EXERCISE GOAL
Render every item below as a Markdown table with the columns Row and Item line, one numbered row per line and blank lines omitted.

======== THE RECORDS ========

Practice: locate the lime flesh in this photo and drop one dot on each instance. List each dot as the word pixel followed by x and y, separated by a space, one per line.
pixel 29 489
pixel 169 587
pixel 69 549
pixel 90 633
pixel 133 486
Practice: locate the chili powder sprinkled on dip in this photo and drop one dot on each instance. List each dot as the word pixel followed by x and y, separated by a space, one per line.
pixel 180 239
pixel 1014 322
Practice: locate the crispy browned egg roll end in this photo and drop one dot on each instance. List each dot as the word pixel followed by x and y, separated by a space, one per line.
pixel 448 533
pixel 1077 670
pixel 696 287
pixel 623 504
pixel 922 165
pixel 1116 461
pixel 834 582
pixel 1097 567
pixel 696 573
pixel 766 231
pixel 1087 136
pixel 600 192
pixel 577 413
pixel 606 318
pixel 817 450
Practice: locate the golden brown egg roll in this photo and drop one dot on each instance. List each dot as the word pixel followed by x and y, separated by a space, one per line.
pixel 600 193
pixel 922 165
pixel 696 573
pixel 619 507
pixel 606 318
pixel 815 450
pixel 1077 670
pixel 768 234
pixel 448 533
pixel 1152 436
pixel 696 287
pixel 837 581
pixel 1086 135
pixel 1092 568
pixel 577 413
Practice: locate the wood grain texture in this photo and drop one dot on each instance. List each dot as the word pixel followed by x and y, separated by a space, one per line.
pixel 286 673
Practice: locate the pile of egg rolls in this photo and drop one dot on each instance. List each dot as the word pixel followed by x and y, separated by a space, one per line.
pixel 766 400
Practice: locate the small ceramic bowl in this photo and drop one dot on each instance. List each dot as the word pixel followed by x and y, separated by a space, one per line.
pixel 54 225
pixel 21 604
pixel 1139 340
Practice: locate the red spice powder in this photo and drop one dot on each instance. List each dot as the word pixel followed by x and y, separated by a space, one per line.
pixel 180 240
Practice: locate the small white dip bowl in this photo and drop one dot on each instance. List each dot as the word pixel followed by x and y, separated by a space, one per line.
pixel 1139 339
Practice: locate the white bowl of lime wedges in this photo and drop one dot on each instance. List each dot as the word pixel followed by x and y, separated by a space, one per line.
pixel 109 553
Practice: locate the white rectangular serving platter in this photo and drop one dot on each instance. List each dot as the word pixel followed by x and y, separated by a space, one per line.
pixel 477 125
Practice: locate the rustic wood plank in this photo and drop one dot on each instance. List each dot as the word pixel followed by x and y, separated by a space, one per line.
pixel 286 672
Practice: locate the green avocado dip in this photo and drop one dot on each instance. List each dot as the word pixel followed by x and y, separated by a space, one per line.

========

FULL RESPONSE
| Row | Item line |
|---|---|
| 1 | Practice: locate the lime flesh in this photo and drop one dot on each instance. List each dot as the word pixel followed by x and y, separated by a space, one per line. |
| 2 | pixel 29 489 |
| 3 | pixel 169 587 |
| 4 | pixel 69 549 |
| 5 | pixel 90 633 |
| 6 | pixel 133 486 |
| 7 | Practice: locate the chili powder sprinkled on dip in this photo and drop one dot on each instance. List each dot as the word pixel followed by x and y, separated by a space, one per line. |
| 8 | pixel 180 239 |
| 9 | pixel 1014 322 |
| 10 | Practice: locate the crispy browned egg roll end in this photo and drop one dot on each instance. List each dot as the word pixel followed by x and y, separated by a space, one per line. |
| 11 | pixel 448 533 |
| 12 | pixel 1077 670 |
| 13 | pixel 696 287 |
| 14 | pixel 623 504 |
| 15 | pixel 922 165 |
| 16 | pixel 1116 461 |
| 17 | pixel 834 582 |
| 18 | pixel 1097 567 |
| 19 | pixel 696 573 |
| 20 | pixel 766 231 |
| 21 | pixel 1087 136 |
| 22 | pixel 600 192 |
| 23 | pixel 577 413 |
| 24 | pixel 606 318 |
| 25 | pixel 817 450 |
| 26 | Practice: locate the golden brown egg roll in this photo and drop one dot on each instance. List each dot as the word pixel followed by x and y, separated by a space, one per line. |
| 27 | pixel 600 193 |
| 28 | pixel 922 165 |
| 29 | pixel 696 573 |
| 30 | pixel 619 507 |
| 31 | pixel 606 318 |
| 32 | pixel 815 450 |
| 33 | pixel 1077 670 |
| 34 | pixel 768 234 |
| 35 | pixel 448 533 |
| 36 | pixel 1152 436 |
| 37 | pixel 696 287 |
| 38 | pixel 837 581 |
| 39 | pixel 1086 135 |
| 40 | pixel 1092 568 |
| 41 | pixel 577 413 |
| 42 | Practice: locate the wood grain texture in this photo and drop one dot on each instance. List each dot as the word pixel followed by x and y, separated by a space, one per line. |
| 43 | pixel 286 673 |
| 44 | Practice: locate the pile of egg rolls in this photo and drop one dot on each instance. List each dot as the word pixel followed by x and y, separated by a space, one per line. |
| 45 | pixel 766 400 |
| 46 | Practice: locate the small ceramic bowl in this photo and drop one dot on each instance. List each dot as the word pixel followed by x and y, separated by a space, one per line. |
| 47 | pixel 54 225 |
| 48 | pixel 21 604 |
| 49 | pixel 1139 340 |
| 50 | Practice: locate the red spice powder in this photo and drop one dot on each instance. List each dot as the word pixel followed by x and y, separated by a space, one per line. |
| 51 | pixel 180 240 |
| 52 | Practice: locate the small white dip bowl in this photo and drop one dot on each instance. List each dot as the word pixel followed by x and y, separated by a space, one per line. |
| 53 | pixel 1139 339 |
| 54 | Practice: locate the white bowl of lime wedges in this photo and drop one dot on each instance. List each dot as the word pixel followed by x and y, separated by a space, one per line. |
| 55 | pixel 109 553 |
| 56 | Practice: locate the white rectangular serving platter in this photo and drop one dot on each instance. List each dot as the word pixel followed by x and y, separated by a space, one per line. |
| 57 | pixel 477 125 |
| 58 | Practice: locate the rustic wood plank in this photo and drop one dot on each instance. List each dot as the word pixel followed by x and y, separated by a space, one per line. |
| 59 | pixel 286 672 |
| 60 | Practice: locate the green avocado dip in this photo and drop one dot on each instance. List each dot as the word pixel followed by x and y, separated by a space, one per line. |